• To do: Lay out everything from the line containing "Pick out each instance of the clumps" down to the line containing "x=689 y=432" as a two-column CSV with the headers input and output, one row per record: the record's text under input and its answer under output. Wrap each field in double quotes and turn line breaks into spaces.

##### Provided material #####

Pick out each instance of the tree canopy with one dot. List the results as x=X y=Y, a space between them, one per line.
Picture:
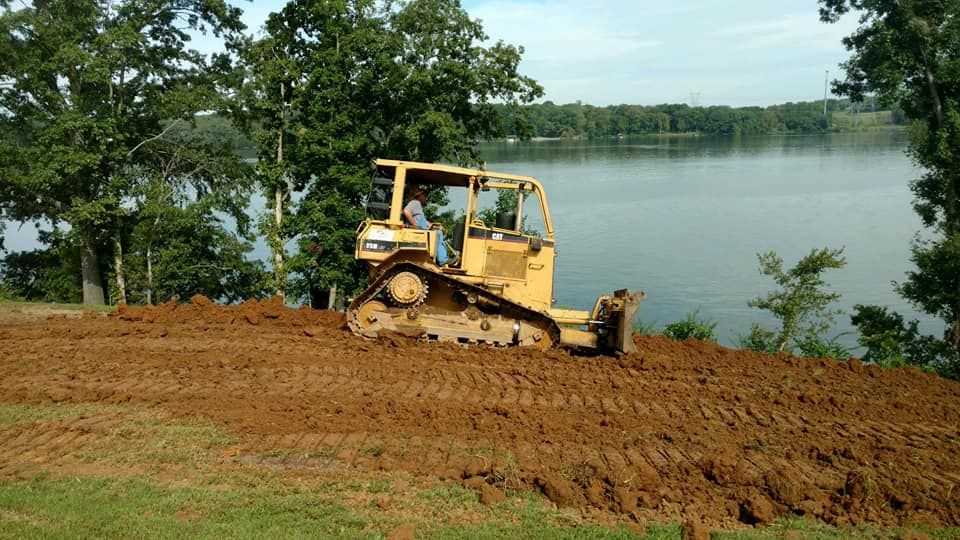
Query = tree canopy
x=907 y=52
x=89 y=95
x=363 y=79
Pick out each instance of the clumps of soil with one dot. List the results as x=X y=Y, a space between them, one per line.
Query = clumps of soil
x=203 y=311
x=689 y=432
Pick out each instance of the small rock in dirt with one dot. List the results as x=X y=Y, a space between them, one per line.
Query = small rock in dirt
x=476 y=482
x=810 y=508
x=784 y=486
x=627 y=500
x=476 y=467
x=311 y=331
x=57 y=395
x=694 y=529
x=595 y=494
x=557 y=489
x=638 y=525
x=403 y=532
x=491 y=495
x=757 y=509
x=859 y=485
x=647 y=477
x=648 y=500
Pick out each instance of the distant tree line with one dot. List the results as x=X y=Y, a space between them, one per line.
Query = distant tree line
x=108 y=144
x=581 y=120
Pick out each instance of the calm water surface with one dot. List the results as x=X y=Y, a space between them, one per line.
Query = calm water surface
x=683 y=219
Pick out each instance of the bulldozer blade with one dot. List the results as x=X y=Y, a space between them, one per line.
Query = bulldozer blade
x=630 y=304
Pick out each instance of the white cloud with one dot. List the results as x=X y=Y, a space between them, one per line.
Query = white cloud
x=564 y=32
x=795 y=29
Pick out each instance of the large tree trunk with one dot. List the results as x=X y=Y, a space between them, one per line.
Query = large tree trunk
x=278 y=269
x=150 y=273
x=90 y=270
x=118 y=268
x=332 y=302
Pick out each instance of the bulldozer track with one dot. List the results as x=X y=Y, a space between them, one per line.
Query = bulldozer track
x=678 y=421
x=507 y=308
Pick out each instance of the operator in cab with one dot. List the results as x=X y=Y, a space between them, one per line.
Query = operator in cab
x=413 y=214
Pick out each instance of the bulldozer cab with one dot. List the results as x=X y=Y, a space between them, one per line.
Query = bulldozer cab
x=498 y=290
x=498 y=226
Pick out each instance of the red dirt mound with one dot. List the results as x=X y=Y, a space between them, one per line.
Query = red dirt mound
x=687 y=431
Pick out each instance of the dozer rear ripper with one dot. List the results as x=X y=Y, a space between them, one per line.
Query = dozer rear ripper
x=497 y=289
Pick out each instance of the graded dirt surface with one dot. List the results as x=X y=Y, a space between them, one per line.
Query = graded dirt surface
x=678 y=431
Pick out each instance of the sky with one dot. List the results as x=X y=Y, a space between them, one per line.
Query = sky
x=706 y=52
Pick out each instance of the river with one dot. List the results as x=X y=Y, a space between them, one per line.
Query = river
x=683 y=219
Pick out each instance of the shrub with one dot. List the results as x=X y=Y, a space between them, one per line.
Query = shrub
x=817 y=348
x=759 y=339
x=801 y=301
x=691 y=326
x=645 y=328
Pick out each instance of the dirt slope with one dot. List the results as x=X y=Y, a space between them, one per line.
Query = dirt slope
x=678 y=430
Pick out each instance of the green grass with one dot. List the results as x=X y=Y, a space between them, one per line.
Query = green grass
x=116 y=508
x=178 y=488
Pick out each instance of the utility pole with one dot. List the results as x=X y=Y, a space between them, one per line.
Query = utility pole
x=826 y=77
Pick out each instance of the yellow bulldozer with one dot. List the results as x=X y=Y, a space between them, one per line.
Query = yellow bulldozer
x=497 y=287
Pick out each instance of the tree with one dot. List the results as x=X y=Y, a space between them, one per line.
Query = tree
x=84 y=87
x=800 y=303
x=407 y=81
x=186 y=180
x=270 y=77
x=907 y=52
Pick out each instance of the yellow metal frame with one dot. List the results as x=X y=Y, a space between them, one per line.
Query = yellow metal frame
x=516 y=266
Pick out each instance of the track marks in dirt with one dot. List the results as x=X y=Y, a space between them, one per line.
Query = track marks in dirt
x=677 y=429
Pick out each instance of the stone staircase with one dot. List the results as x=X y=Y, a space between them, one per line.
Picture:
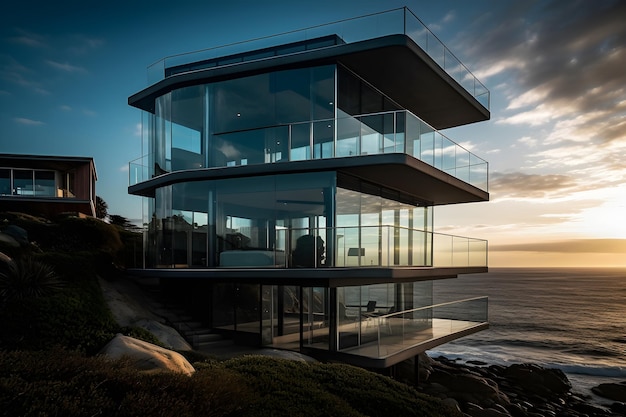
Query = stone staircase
x=200 y=337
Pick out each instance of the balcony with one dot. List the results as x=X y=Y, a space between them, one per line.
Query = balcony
x=393 y=22
x=383 y=246
x=349 y=136
x=387 y=337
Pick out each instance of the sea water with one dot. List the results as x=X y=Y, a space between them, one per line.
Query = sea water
x=565 y=318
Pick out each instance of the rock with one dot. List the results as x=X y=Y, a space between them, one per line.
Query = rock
x=469 y=388
x=451 y=403
x=146 y=356
x=166 y=334
x=537 y=380
x=615 y=392
x=9 y=240
x=20 y=235
x=619 y=408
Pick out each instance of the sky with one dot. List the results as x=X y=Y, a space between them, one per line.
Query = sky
x=556 y=70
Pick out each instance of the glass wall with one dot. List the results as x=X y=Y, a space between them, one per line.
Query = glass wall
x=373 y=230
x=297 y=220
x=358 y=308
x=5 y=182
x=28 y=182
x=243 y=121
x=243 y=222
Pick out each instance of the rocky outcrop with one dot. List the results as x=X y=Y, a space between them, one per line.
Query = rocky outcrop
x=146 y=356
x=520 y=390
x=615 y=392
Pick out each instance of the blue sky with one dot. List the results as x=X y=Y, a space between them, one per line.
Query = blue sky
x=556 y=141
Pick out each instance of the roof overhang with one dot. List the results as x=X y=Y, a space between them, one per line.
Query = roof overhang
x=399 y=172
x=315 y=277
x=395 y=64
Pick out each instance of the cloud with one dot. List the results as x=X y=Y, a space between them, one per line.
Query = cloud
x=520 y=185
x=28 y=122
x=66 y=67
x=566 y=246
x=29 y=39
x=558 y=60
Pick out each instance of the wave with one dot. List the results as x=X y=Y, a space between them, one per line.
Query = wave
x=502 y=357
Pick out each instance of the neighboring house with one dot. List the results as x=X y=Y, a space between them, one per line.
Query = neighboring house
x=47 y=185
x=290 y=181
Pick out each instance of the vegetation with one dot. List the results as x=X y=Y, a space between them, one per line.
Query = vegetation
x=54 y=320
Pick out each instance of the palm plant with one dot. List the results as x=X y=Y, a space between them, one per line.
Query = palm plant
x=27 y=278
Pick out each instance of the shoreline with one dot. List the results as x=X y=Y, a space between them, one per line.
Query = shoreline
x=480 y=389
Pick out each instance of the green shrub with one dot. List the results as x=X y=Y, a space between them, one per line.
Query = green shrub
x=64 y=383
x=315 y=389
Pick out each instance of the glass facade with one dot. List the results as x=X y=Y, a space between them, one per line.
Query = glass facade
x=304 y=220
x=284 y=221
x=28 y=182
x=241 y=121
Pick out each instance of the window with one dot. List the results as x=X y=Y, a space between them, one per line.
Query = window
x=23 y=182
x=5 y=182
x=45 y=183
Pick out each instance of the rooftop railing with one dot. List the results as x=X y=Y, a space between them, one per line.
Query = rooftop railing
x=397 y=21
x=365 y=246
x=378 y=133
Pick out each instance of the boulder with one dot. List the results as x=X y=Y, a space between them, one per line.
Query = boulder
x=538 y=380
x=166 y=334
x=469 y=388
x=146 y=356
x=615 y=392
x=9 y=240
x=17 y=233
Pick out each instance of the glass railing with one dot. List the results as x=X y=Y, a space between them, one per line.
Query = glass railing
x=138 y=170
x=381 y=335
x=397 y=21
x=369 y=134
x=366 y=246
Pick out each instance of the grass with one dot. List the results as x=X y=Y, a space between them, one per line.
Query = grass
x=49 y=339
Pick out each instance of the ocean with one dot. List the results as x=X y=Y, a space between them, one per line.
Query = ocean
x=573 y=319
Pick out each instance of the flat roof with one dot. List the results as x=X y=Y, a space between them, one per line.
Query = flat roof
x=394 y=64
x=396 y=171
x=54 y=162
x=317 y=277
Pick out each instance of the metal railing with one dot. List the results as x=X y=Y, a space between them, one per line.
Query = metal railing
x=340 y=247
x=377 y=133
x=397 y=21
x=382 y=335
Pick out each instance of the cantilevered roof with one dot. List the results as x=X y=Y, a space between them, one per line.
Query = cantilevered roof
x=57 y=163
x=396 y=171
x=394 y=64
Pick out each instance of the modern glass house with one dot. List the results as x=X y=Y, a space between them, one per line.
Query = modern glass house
x=289 y=184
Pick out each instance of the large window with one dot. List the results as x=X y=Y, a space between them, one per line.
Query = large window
x=245 y=121
x=5 y=182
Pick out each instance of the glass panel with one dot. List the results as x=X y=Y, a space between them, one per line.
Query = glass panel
x=323 y=139
x=187 y=113
x=244 y=103
x=300 y=142
x=223 y=306
x=247 y=313
x=23 y=182
x=348 y=135
x=316 y=315
x=5 y=182
x=45 y=184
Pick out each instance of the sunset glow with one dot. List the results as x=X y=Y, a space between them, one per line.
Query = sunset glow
x=556 y=141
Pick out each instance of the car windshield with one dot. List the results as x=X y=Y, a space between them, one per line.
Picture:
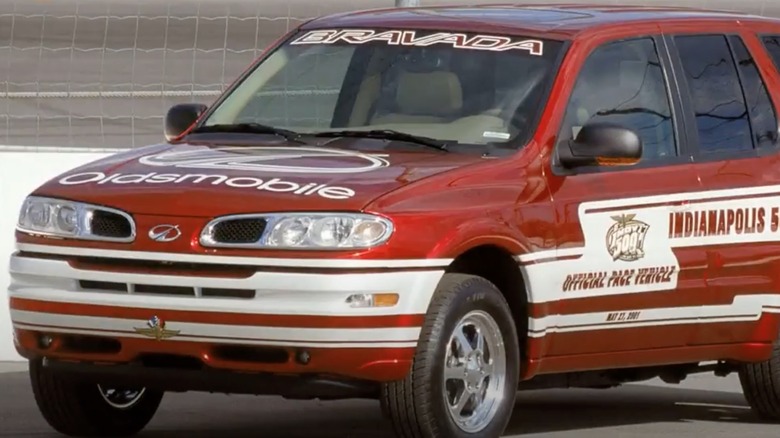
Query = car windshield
x=456 y=87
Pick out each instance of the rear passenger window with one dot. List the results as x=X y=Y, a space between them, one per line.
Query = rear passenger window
x=721 y=114
x=763 y=118
x=772 y=44
x=622 y=83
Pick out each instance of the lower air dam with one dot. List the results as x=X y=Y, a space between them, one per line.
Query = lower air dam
x=244 y=182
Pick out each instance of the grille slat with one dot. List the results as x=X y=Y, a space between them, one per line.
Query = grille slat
x=153 y=289
x=239 y=230
x=112 y=225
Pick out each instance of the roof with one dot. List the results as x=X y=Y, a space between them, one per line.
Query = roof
x=561 y=20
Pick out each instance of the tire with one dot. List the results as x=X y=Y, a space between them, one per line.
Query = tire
x=80 y=409
x=417 y=406
x=761 y=386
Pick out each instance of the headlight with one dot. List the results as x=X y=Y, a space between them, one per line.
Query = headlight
x=75 y=220
x=297 y=231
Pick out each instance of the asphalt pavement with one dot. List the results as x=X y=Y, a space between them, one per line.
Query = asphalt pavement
x=704 y=405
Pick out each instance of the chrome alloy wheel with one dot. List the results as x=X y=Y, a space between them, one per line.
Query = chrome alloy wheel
x=475 y=371
x=123 y=398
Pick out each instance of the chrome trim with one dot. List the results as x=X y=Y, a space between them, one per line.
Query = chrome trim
x=85 y=212
x=272 y=219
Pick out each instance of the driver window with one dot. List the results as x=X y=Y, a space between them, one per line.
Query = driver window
x=622 y=83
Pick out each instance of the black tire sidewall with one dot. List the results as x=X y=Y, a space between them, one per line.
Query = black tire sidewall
x=470 y=294
x=77 y=408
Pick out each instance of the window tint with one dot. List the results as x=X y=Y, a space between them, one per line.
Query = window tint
x=772 y=44
x=721 y=114
x=623 y=83
x=762 y=114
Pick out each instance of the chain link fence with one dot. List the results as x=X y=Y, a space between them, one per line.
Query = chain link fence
x=102 y=73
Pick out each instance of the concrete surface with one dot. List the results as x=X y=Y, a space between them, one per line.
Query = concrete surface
x=705 y=406
x=152 y=46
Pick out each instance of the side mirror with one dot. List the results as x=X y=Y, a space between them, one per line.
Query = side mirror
x=180 y=117
x=602 y=144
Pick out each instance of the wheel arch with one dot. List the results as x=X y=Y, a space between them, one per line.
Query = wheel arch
x=498 y=264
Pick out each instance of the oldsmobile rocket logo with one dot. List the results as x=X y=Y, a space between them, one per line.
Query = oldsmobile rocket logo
x=626 y=238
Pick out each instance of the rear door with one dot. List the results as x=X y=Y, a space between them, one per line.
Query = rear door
x=736 y=222
x=623 y=287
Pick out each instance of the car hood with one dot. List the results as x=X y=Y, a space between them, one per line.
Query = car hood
x=208 y=180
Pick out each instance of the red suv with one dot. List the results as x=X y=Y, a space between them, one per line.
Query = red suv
x=431 y=207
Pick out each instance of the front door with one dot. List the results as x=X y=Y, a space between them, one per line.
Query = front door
x=620 y=285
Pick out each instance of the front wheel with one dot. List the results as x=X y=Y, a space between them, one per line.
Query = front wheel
x=80 y=409
x=465 y=373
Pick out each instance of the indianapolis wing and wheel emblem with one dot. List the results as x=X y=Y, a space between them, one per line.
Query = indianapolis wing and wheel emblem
x=164 y=233
x=271 y=159
x=155 y=328
x=626 y=238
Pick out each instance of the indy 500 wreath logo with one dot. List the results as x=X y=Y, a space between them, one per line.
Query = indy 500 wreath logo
x=626 y=238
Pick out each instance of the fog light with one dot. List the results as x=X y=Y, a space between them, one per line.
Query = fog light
x=45 y=341
x=372 y=300
x=303 y=357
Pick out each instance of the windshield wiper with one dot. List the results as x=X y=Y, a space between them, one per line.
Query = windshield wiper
x=387 y=134
x=250 y=128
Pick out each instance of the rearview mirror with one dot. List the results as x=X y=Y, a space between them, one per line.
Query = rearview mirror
x=180 y=117
x=602 y=144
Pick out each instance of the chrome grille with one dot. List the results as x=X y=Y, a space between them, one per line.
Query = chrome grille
x=113 y=225
x=239 y=230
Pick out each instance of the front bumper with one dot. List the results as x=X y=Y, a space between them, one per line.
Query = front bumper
x=295 y=321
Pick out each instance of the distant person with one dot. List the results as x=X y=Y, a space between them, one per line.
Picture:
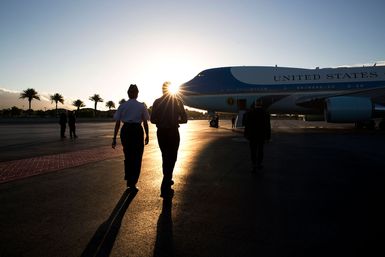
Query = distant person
x=257 y=131
x=72 y=124
x=132 y=113
x=233 y=122
x=63 y=124
x=167 y=113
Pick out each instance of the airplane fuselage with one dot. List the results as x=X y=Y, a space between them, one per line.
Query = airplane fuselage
x=286 y=90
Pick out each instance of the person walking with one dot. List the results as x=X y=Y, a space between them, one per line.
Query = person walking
x=132 y=113
x=257 y=131
x=72 y=124
x=63 y=124
x=167 y=113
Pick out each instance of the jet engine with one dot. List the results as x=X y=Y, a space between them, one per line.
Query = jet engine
x=346 y=109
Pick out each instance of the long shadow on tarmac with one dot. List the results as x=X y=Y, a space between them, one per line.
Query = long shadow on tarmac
x=321 y=193
x=103 y=240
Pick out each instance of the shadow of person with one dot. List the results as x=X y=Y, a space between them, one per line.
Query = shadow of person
x=164 y=245
x=104 y=238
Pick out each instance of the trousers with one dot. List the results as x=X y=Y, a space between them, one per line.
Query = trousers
x=256 y=151
x=132 y=138
x=168 y=140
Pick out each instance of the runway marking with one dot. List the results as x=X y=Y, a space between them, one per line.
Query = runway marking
x=18 y=169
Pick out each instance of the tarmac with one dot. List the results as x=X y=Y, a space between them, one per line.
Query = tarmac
x=321 y=193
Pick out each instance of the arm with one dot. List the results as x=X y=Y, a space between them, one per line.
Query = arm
x=116 y=130
x=154 y=114
x=182 y=113
x=145 y=125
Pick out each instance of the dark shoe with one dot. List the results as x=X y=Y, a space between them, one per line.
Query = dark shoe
x=133 y=189
x=167 y=193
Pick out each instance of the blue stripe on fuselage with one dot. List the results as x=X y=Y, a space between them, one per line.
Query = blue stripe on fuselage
x=221 y=81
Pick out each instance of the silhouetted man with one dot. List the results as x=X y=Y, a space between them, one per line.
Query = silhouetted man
x=133 y=114
x=63 y=124
x=167 y=113
x=257 y=130
x=72 y=124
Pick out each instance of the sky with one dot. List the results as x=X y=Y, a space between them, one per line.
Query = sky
x=79 y=48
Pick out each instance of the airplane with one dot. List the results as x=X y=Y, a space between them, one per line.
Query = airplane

#####

• Response to the task:
input,output
"Pick out each instance of the clumps of soil with one dot. List the results as x=X y=Y, a space between them, one per line. Query = clumps of soil","x=203 y=311 x=689 y=432"